((

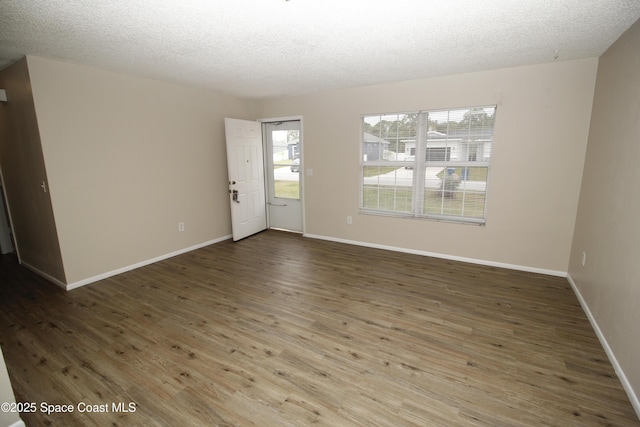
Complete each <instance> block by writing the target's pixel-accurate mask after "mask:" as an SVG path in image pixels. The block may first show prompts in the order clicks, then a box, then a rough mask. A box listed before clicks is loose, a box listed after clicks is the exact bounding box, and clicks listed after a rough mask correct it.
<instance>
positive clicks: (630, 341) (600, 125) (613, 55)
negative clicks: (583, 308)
mask: <svg viewBox="0 0 640 427" xmlns="http://www.w3.org/2000/svg"><path fill="white" fill-rule="evenodd" d="M639 46H640V21H638V22H636V24H635V25H634V26H632V27H631V29H630V30H628V31H627V32H626V33H625V34H624V35H623V36H622V37H621V38H620V39H619V40H618V41H617V42H616V43H615V44H614V45H613V46H611V47H610V48H609V50H608V51H607V52H606V53H605V54H604V55H603V56H602V57H601V58H600V62H599V66H598V77H597V83H596V91H595V98H594V103H593V115H592V118H591V129H590V132H589V143H588V149H587V156H586V162H585V172H584V179H583V182H582V189H581V193H580V203H579V206H578V216H577V221H576V227H575V235H574V240H573V248H572V250H571V261H570V264H569V275H570V277H571V279H572V280H573V282H574V283H575V285H576V287H577V288H578V290H579V293H580V295H581V296H582V298H583V299H584V302H585V303H586V305H587V306H588V311H589V312H590V313H591V315H592V316H593V318H594V319H595V322H596V323H597V328H599V329H600V332H601V333H602V336H603V337H604V339H605V340H606V345H608V346H609V347H610V350H611V351H612V352H613V353H614V354H615V358H616V359H617V363H618V364H619V366H620V368H621V369H622V370H623V371H624V375H625V376H626V379H627V381H628V383H629V385H630V386H631V387H632V388H633V389H634V390H635V391H634V393H635V396H636V398H635V401H634V403H635V406H636V411H638V412H639V413H640V404H639V403H638V399H637V396H638V393H639V392H640V364H639V363H638V362H639V361H640V335H639V333H638V326H639V325H640V192H638V186H640V167H639V166H638V161H639V160H640V49H639ZM583 251H584V252H585V253H586V255H587V257H586V262H585V265H584V267H583V266H582V252H583ZM606 345H605V347H606ZM623 380H624V379H623ZM632 400H633V399H632Z"/></svg>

))

Write out the listing again word for word, but without its pictures.

EXERCISE RESULT
Complete each <instance> block by writing the target's pixel-accurate mask after "mask:" as an SVG path in image pixels. The block may first show prompts in the order clicks, then a box, then a rough mask. A box listed before clicks is loose, a box listed after clicks is the exact bounding box, and clicks listed after a rough mask correct it.
<instance>
positive clicks: (630, 341) (600, 125) (613, 55)
negative clicks: (583, 308)
mask: <svg viewBox="0 0 640 427" xmlns="http://www.w3.org/2000/svg"><path fill="white" fill-rule="evenodd" d="M639 46H640V21H638V22H636V24H635V25H634V26H632V27H631V29H630V30H628V31H627V32H626V33H625V34H624V35H623V36H622V37H621V38H620V39H619V40H618V41H617V42H616V43H615V44H614V45H613V46H611V47H610V48H609V50H608V51H607V52H606V53H605V54H604V55H603V56H602V57H601V58H600V62H599V66H598V77H597V83H596V91H595V98H594V103H593V115H592V118H591V129H590V132H589V143H588V149H587V156H586V162H585V172H584V179H583V182H582V189H581V193H580V203H579V206H578V216H577V221H576V227H575V235H574V240H573V248H572V250H571V261H570V264H569V275H570V277H571V279H572V280H573V282H574V283H575V285H576V287H577V288H578V290H579V293H580V295H581V296H582V298H583V299H584V302H585V303H586V305H587V306H588V311H589V312H590V313H591V315H592V316H593V318H594V319H595V322H596V323H597V328H599V329H600V332H601V333H602V336H603V337H604V339H605V340H606V345H608V346H609V347H610V350H611V351H612V352H613V353H614V354H615V358H616V359H617V363H618V364H619V366H620V368H621V369H622V370H623V371H624V375H625V376H626V379H627V381H628V383H629V385H630V386H631V387H632V388H633V389H634V390H635V391H634V393H635V396H636V398H635V401H634V403H635V406H636V411H638V412H639V413H640V404H639V403H638V399H637V396H638V393H639V392H640V364H639V363H638V362H639V361H640V335H639V333H638V326H639V325H640V192H638V186H640V167H639V166H638V161H639V160H640V49H639ZM583 251H584V252H585V253H586V255H587V257H586V262H585V265H584V267H583V266H582V252H583ZM606 345H605V347H606ZM623 380H624V379H623ZM632 400H633V399H632Z"/></svg>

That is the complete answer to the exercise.